#### [Problem details]
Word for word, transcribe the listing that follows, minus any pictures.

#### [Data supplied]
########

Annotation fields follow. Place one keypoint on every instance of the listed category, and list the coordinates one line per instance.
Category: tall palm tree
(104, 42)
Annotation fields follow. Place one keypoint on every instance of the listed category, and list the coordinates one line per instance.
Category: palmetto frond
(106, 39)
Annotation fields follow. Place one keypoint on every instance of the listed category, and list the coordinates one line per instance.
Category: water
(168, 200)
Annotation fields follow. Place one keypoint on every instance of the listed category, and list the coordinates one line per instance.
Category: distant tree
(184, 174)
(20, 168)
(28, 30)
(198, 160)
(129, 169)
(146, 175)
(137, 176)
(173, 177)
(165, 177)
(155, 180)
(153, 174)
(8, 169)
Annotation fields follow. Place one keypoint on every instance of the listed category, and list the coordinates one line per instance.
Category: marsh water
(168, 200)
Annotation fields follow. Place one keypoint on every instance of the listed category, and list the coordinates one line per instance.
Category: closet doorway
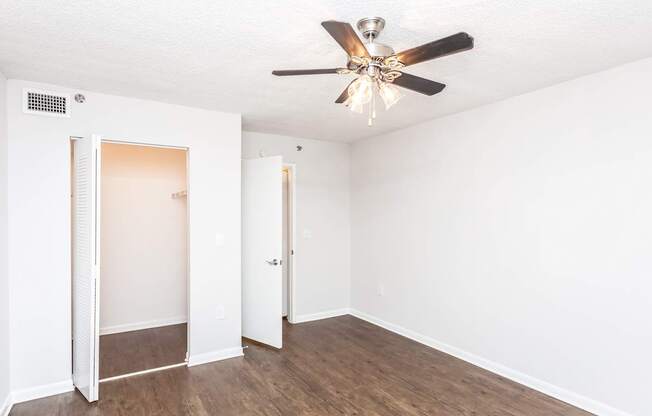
(143, 295)
(288, 241)
(268, 248)
(129, 234)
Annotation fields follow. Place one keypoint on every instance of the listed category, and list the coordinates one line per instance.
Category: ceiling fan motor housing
(370, 28)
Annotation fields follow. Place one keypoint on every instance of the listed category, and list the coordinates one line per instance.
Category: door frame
(292, 240)
(187, 149)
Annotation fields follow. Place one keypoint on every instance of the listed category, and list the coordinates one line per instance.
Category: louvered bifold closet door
(86, 264)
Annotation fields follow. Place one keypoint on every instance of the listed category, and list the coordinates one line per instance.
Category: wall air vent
(46, 103)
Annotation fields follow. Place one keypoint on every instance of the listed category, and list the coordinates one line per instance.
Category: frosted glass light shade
(389, 93)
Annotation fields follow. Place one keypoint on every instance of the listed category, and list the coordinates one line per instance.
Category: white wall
(144, 258)
(520, 233)
(4, 276)
(39, 225)
(322, 214)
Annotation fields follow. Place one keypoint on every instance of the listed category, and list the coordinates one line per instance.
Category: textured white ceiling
(220, 54)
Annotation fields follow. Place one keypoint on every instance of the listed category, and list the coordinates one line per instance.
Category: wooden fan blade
(442, 47)
(344, 34)
(418, 84)
(284, 73)
(345, 94)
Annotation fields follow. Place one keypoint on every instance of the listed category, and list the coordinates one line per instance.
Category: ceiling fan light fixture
(389, 93)
(361, 90)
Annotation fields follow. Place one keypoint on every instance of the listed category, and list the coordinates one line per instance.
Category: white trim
(209, 357)
(139, 373)
(38, 392)
(544, 387)
(5, 408)
(321, 315)
(136, 326)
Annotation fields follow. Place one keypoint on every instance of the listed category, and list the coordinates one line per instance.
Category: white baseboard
(5, 407)
(19, 396)
(209, 357)
(137, 326)
(320, 315)
(559, 393)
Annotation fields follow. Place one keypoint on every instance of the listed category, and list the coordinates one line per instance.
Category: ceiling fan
(378, 69)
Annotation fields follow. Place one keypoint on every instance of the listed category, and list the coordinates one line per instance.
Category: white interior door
(262, 229)
(86, 264)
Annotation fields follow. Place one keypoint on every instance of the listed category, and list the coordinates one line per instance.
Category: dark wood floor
(339, 366)
(133, 351)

########

#### [Your solution]
Annotation fields follow. Place one keypoint on every instance of the listed category, and list the coordinates one line per instance.
Category: tall palm tree
(104, 42)
Annotation fields follow. Place one keypoint on every instance of the listed category, and list the coordinates one line per instance.
Category: palmetto frond
(106, 39)
Annotation fields follow. Place one keypoint on every instance of the listed category, and list the coordinates one line per instance.
Category: water
(168, 200)
Annotation fields follow. Place one keypoint on every instance of the listed category, and list the coordinates one line per instance.
Category: distant tree
(184, 174)
(20, 168)
(28, 30)
(198, 160)
(129, 169)
(146, 175)
(137, 176)
(173, 177)
(165, 177)
(155, 180)
(153, 174)
(8, 169)
Annotation fields follow. Place one keypoint on every instance of the listed category, and list the coordinates one line per instance.
Category: marsh water
(168, 200)
Annotation fields follow. Place one keypoint on every instance of the listed category, and list the coordinates one line per instance.
Category: closet doorway
(143, 295)
(288, 241)
(268, 248)
(129, 234)
Annotation fields follow. Place one keypoint on every instance of the listed category, and list the coordinates one line per instance.
Category: ceiling fan motor housing
(370, 28)
Annotation fields follow. Place one keypoint on every instance of the listed category, and list the coordinates one line per instance.
Category: door frame
(292, 240)
(187, 149)
Annotation fields follow. Place one keypoint on every instance of the listed category, and list the coordinates one line per instance.
Category: louvered bifold closet door
(86, 264)
Annotation fields follow. Place one keypoint on every instance of the listed category, and list the coordinates one line per instance.
Category: wall air vent
(46, 103)
Annotation fields follow. Place one keypoint on every instance of the listed category, and list the coordinates one line per instance.
Category: frosted glass light shade
(389, 93)
Annotation fields follow. Place one keypoint on every instance of the listed category, and list the coordinates one line per instance.
Category: white wall
(144, 258)
(520, 233)
(4, 276)
(39, 225)
(322, 214)
Annotation fields follow. Place one keypoint on every instance of the listed category, and list the coordinates one line per instance.
Category: textured white ceiling
(220, 54)
Annotation fields follow. Place one keypoint on every instance of the listed category, and list the coordinates one line per instance.
Category: wooden fan blade
(442, 47)
(344, 34)
(418, 84)
(284, 73)
(345, 94)
Annotation fields follow. Place one keypoint on every instance of the listed category, and list the coordinates one line per instance.
Category: ceiling fan light fixture
(389, 93)
(361, 90)
Annotation fields follow. Place one keypoint on every instance of the listed category, and list the coordinates one line per instance.
Category: white trim
(209, 357)
(139, 373)
(38, 392)
(544, 387)
(5, 408)
(321, 315)
(136, 326)
Annotation fields follow. Place one keypoint on every instance of the listed category, and list the coordinates one line per instance.
Category: white baseboard
(5, 407)
(19, 396)
(209, 357)
(137, 326)
(320, 315)
(559, 393)
Annotation fields follow. Place one keypoint on every instance of the listed category, and list the coordinates one line per instance.
Category: ceiling fan
(378, 69)
Annotation fields follow. Place one keypoint on every instance of the listed category, and list the coordinates one line per instance.
Category: white interior door
(262, 229)
(86, 264)
Annotation fields follow. Place one keypoint on every instance of the listed category, and list the coordinates one line per instance.
Category: dark wood floor
(339, 366)
(133, 351)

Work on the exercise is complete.